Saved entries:
* * * * * * *
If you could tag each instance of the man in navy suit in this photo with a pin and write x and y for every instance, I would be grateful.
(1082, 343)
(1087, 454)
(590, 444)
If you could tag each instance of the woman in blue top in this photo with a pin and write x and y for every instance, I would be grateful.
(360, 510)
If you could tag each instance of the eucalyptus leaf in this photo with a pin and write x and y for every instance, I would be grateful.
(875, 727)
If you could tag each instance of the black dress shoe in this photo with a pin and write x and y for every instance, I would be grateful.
* * * * * * *
Given task: Edit the records above by replacing "pin" with "marker" everywhere it occurs, leaving all other text the same.

Reply to the exercise:
If you could tag each instance of the man in navy suit in this photo with a marker and write x and y for every instance, I would be grateful.
(1082, 343)
(1087, 454)
(590, 444)
If you could tag each instance of the woman in blue top in this photo with a marker and write x and y for every instance, I would be grateful.
(360, 510)
If you could tag each instance of the eucalyptus leaf in this photo with a marker and write x and y for every instance, I would be grateful.
(875, 727)
If you could tag each instance of the black dress shoe in this photo with a marker and write x and y for every instance, I would be grateful.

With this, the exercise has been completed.